• _REQUEST_: Edit the lines from the first one through the line containing "box: [136, 38, 158, 83]", both included, so that "exact" becomes "precise" and nothing else changes. Give back only those lines.

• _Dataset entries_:
+ + + + +

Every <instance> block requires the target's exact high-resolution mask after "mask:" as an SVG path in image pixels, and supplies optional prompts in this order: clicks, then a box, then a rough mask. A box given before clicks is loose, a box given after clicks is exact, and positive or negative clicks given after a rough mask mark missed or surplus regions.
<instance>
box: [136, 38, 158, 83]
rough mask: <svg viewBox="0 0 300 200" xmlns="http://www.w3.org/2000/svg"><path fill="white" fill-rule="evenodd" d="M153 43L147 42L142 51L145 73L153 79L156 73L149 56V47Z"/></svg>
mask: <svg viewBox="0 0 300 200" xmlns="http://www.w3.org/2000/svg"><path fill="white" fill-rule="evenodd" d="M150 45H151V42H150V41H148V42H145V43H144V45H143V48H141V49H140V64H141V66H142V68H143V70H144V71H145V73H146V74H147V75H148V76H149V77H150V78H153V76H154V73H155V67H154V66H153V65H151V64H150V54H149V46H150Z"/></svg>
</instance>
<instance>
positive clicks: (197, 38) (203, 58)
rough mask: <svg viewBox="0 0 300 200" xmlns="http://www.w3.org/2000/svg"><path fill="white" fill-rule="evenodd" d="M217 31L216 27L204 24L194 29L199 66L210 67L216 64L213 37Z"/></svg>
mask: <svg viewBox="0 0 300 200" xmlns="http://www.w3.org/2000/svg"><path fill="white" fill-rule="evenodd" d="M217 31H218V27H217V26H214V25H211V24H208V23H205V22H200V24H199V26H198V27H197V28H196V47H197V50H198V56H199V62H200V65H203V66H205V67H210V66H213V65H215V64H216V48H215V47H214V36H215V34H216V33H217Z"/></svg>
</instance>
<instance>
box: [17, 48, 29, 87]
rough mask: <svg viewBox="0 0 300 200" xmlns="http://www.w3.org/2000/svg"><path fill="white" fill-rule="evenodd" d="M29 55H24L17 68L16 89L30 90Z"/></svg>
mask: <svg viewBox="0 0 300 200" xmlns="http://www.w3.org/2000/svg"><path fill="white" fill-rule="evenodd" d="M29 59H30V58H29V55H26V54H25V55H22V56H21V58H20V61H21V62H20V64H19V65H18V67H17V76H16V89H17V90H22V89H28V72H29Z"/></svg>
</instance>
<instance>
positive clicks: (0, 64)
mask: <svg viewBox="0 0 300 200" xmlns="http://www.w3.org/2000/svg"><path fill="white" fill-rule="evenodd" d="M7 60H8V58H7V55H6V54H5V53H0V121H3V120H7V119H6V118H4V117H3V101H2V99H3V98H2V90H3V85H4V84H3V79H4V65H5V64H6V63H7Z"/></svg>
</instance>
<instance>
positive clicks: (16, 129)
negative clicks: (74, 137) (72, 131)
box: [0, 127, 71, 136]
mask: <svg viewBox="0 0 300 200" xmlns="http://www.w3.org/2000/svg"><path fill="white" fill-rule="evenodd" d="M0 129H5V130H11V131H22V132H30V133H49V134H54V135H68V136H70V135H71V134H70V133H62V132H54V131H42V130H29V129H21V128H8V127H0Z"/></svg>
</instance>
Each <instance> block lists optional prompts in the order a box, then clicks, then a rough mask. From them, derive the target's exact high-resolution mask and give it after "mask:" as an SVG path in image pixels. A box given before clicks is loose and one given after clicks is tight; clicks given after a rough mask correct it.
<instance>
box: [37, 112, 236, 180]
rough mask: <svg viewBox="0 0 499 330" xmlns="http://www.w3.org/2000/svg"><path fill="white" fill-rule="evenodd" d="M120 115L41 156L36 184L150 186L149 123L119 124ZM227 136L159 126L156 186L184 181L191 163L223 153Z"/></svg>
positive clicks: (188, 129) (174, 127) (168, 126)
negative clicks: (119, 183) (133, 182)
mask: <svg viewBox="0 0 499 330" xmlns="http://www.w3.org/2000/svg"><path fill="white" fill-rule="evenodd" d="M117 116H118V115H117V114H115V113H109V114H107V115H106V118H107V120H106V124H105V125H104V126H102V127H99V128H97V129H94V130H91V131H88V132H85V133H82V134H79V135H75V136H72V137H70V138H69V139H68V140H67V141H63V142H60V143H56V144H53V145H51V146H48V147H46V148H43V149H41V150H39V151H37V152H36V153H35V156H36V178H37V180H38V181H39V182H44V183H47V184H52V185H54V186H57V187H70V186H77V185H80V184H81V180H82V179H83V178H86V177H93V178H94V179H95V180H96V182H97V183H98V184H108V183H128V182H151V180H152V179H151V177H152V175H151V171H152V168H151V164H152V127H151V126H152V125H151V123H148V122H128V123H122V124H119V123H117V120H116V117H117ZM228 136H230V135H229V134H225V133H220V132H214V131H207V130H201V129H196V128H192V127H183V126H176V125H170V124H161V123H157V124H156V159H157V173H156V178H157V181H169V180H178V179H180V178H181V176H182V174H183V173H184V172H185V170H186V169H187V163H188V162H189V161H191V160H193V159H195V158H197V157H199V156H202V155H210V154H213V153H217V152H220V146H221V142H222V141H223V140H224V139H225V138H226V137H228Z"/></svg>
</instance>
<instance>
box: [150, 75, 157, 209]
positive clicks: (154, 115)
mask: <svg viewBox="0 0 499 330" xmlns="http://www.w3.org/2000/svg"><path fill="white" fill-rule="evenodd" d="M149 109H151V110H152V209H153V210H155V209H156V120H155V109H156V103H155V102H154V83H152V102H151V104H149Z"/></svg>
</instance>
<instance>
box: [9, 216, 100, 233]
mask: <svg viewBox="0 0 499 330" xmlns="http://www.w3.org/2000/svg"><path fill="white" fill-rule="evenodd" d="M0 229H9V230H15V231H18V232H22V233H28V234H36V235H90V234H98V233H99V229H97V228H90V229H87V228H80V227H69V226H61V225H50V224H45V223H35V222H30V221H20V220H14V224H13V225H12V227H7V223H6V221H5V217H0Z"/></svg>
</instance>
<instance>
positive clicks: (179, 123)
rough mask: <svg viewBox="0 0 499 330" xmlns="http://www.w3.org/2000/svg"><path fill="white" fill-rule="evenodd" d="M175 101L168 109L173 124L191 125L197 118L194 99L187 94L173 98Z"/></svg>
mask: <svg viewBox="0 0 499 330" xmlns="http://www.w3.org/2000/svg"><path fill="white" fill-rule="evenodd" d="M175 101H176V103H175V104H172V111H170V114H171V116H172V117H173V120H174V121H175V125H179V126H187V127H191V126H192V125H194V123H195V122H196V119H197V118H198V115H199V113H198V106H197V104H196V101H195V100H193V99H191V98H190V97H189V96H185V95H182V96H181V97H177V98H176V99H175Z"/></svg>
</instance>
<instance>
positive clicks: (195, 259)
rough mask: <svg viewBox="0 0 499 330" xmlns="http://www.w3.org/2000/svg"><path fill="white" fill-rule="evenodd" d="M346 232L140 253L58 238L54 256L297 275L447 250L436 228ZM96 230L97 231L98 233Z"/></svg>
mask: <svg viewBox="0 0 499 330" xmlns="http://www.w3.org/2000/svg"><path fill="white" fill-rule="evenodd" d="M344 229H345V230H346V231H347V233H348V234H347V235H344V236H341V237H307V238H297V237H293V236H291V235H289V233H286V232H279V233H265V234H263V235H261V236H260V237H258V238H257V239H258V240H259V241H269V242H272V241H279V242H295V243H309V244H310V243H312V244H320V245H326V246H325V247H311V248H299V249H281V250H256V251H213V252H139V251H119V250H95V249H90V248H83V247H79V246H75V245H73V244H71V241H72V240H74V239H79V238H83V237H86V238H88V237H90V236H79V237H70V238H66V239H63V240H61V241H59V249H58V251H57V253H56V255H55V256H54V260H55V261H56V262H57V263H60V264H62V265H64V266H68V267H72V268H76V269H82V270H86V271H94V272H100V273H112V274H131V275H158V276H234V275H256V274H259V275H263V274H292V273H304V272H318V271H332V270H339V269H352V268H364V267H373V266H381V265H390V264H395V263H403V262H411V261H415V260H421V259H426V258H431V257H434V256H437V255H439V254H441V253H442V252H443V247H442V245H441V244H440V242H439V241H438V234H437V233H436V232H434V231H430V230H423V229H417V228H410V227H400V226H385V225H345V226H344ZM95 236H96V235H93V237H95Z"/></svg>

+ + + + +

• _RESPONSE TO THIS TASK_:
Every <instance> block requires the target's precise high-resolution mask after "mask:" as an SVG path in image pixels, and supplies optional prompts in this order: clicks, then a box, then a rough mask. A box given before clicks is loose, a box given after clicks is precise, and positive or negative clicks given after a rough mask mark missed or surplus regions.
<instance>
box: [136, 38, 158, 83]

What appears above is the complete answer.